▶ **SET EXERCISE**
Copy out the stretch of records below from the line containing "Practice step: label each instance of the stone" through the end of the records, word for word, and nothing else.

▶ **RECORDS PROVIDED**
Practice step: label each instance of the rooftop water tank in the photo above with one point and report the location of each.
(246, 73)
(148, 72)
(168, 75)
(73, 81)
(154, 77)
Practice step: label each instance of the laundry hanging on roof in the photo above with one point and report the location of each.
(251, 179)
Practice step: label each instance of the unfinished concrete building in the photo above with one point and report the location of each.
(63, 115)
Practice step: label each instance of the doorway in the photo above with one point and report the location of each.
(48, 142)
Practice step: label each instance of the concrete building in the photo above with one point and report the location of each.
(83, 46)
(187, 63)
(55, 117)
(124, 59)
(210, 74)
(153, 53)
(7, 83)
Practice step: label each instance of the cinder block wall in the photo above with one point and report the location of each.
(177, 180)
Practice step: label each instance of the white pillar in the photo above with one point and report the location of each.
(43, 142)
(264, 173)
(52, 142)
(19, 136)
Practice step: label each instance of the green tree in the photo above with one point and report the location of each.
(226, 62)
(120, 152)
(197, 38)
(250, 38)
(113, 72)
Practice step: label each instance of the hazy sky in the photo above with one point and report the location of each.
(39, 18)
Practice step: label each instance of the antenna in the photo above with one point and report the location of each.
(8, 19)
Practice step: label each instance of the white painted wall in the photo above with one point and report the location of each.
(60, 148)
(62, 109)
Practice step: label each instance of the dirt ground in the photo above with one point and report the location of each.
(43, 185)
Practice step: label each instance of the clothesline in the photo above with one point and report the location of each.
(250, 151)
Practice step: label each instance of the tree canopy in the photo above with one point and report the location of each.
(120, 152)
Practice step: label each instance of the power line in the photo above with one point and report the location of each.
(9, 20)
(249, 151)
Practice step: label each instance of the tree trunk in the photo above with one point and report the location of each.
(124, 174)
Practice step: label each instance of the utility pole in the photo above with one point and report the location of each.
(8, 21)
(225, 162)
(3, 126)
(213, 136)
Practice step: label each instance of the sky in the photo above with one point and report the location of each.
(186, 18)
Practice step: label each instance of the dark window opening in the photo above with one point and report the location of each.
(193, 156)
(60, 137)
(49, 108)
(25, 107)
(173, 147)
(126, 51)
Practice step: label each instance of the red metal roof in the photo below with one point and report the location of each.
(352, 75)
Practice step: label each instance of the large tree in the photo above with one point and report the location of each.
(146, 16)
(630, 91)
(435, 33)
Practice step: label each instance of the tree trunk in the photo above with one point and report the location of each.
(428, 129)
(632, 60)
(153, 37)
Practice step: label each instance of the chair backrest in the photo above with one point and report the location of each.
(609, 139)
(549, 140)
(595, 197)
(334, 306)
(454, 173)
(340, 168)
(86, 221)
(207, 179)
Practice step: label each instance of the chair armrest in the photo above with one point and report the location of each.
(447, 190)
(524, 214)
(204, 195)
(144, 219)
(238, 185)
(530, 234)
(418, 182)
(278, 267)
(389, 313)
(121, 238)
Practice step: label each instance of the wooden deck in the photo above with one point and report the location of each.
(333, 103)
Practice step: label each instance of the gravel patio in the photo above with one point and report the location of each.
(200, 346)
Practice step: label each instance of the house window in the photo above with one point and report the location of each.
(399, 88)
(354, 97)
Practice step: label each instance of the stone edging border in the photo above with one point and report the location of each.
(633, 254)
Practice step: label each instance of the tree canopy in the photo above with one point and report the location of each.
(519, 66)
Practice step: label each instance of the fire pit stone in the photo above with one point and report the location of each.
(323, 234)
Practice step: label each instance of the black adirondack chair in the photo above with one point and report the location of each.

▶ **SOLUTION TO THIS EXERCISE**
Practice step: label each instance of the stone edging border in the photo above with one point and report the location of each.
(633, 254)
Practice step: label each instance of the tree canopy in the photo above with one point and report the location of each.
(519, 66)
Practice step: label each instance of the fire pit stone in the photo above with one point and report the location of each.
(323, 234)
Practice step: label each instance of the black adirondack chair in the photo above with one point and report the location of each.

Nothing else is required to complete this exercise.